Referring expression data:
:::::
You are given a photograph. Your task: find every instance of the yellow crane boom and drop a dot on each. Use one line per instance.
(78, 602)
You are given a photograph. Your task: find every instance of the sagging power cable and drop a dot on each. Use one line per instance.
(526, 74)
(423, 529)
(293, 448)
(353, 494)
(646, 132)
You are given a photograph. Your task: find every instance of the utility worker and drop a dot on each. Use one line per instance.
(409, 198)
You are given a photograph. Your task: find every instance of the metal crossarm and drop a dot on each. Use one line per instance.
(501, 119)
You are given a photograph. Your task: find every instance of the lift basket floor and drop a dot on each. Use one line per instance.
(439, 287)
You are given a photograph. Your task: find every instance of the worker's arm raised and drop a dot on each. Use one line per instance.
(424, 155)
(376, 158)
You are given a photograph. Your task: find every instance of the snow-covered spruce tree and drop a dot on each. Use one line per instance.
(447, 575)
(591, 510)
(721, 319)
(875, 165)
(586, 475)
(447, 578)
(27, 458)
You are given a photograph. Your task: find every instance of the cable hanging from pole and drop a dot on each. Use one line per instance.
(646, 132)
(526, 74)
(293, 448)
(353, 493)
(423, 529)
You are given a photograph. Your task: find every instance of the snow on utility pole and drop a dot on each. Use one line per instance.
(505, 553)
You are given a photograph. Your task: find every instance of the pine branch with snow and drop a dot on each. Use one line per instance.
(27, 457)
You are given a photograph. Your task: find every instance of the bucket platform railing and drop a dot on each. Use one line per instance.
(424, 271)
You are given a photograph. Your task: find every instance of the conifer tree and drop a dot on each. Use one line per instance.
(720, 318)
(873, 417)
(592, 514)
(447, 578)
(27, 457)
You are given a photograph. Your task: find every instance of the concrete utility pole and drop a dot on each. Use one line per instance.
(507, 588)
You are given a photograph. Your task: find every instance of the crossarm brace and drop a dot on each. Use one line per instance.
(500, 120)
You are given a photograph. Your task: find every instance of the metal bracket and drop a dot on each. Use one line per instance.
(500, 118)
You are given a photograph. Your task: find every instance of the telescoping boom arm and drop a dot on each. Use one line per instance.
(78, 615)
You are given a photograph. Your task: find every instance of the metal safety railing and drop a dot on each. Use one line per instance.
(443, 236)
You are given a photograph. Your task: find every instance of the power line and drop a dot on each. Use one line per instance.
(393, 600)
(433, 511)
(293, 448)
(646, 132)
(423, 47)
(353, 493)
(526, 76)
:::::
=== Exercise prompt ===
Start with the line that contains "of the power", end with the last line of the entries, and please retype every line in that span exactly, with no others.

=== Solution for this task ===
You are given a photograph. Your task: find every instance of the power line and drop a dot on each. Use one line per instance.
(393, 600)
(433, 511)
(293, 448)
(646, 132)
(423, 47)
(353, 493)
(526, 76)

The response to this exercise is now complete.